» RECORDS FOR THE EXERCISE:
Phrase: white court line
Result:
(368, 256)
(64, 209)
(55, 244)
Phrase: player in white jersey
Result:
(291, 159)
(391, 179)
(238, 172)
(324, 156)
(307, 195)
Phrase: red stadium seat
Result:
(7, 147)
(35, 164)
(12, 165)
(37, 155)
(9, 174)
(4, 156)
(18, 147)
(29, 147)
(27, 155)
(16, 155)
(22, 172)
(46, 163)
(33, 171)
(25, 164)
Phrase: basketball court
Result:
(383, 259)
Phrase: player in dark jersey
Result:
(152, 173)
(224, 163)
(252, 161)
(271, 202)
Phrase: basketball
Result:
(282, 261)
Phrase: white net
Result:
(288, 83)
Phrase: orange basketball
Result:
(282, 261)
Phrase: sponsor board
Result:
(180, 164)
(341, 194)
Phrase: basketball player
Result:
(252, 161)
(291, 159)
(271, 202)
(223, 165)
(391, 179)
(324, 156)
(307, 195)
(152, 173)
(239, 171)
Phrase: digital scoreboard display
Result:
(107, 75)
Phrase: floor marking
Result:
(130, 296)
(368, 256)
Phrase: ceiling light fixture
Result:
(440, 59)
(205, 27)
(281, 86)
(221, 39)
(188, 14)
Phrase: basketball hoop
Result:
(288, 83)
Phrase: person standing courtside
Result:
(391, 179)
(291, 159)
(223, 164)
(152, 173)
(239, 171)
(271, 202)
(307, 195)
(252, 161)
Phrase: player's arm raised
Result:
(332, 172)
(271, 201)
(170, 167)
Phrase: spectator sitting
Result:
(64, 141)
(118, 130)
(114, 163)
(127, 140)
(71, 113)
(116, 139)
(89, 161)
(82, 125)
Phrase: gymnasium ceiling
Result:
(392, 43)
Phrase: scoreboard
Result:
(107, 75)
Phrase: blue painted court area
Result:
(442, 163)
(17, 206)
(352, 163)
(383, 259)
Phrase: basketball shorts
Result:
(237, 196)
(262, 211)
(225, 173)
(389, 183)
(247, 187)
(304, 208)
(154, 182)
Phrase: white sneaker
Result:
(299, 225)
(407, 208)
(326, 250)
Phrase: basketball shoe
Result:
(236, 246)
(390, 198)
...
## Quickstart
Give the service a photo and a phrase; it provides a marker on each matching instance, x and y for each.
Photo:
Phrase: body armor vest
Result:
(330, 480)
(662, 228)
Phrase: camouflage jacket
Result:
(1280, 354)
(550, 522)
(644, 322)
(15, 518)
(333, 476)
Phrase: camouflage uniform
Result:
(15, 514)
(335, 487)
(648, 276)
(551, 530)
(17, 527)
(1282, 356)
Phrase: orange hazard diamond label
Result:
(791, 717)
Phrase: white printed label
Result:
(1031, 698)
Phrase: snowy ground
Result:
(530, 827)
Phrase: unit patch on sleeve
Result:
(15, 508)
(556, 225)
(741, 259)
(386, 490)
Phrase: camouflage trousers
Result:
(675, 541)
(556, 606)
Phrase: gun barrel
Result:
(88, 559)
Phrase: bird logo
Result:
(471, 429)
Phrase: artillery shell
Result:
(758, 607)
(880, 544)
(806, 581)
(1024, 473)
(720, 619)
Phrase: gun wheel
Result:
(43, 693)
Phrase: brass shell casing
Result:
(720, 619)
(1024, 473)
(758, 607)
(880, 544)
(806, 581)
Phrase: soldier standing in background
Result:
---
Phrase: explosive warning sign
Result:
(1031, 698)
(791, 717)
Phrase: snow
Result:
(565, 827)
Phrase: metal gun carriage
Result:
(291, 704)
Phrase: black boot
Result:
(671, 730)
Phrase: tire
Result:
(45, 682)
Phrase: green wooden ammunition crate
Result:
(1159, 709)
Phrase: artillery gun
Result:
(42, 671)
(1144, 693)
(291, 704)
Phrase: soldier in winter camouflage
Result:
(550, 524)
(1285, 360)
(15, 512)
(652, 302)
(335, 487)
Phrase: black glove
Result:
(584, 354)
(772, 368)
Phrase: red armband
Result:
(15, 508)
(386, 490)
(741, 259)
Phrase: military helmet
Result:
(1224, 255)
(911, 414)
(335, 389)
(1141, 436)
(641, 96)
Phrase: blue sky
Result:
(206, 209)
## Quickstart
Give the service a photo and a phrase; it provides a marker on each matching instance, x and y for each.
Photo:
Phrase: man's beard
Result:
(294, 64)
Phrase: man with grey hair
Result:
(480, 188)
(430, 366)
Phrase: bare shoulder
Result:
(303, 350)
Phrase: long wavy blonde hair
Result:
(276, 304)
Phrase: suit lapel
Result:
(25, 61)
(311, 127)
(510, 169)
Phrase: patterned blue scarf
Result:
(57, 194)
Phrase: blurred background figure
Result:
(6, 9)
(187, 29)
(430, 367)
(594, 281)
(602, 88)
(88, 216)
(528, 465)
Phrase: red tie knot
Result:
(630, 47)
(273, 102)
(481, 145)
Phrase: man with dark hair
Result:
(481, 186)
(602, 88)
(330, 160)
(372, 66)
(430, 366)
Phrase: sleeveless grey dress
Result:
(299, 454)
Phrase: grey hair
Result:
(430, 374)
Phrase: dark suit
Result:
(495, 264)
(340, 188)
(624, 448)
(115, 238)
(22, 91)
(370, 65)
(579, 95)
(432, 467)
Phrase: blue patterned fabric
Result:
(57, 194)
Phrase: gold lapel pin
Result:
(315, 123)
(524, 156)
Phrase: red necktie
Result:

» PROBLEM REQUIREMENTS:
Select every line in the items above that contains the string "dark", and reproduce each of those lines in full.

» FINAL ANSWER:
Phrase: player in dark jersey
Phrase: man with dark hair
Phrase: dark suit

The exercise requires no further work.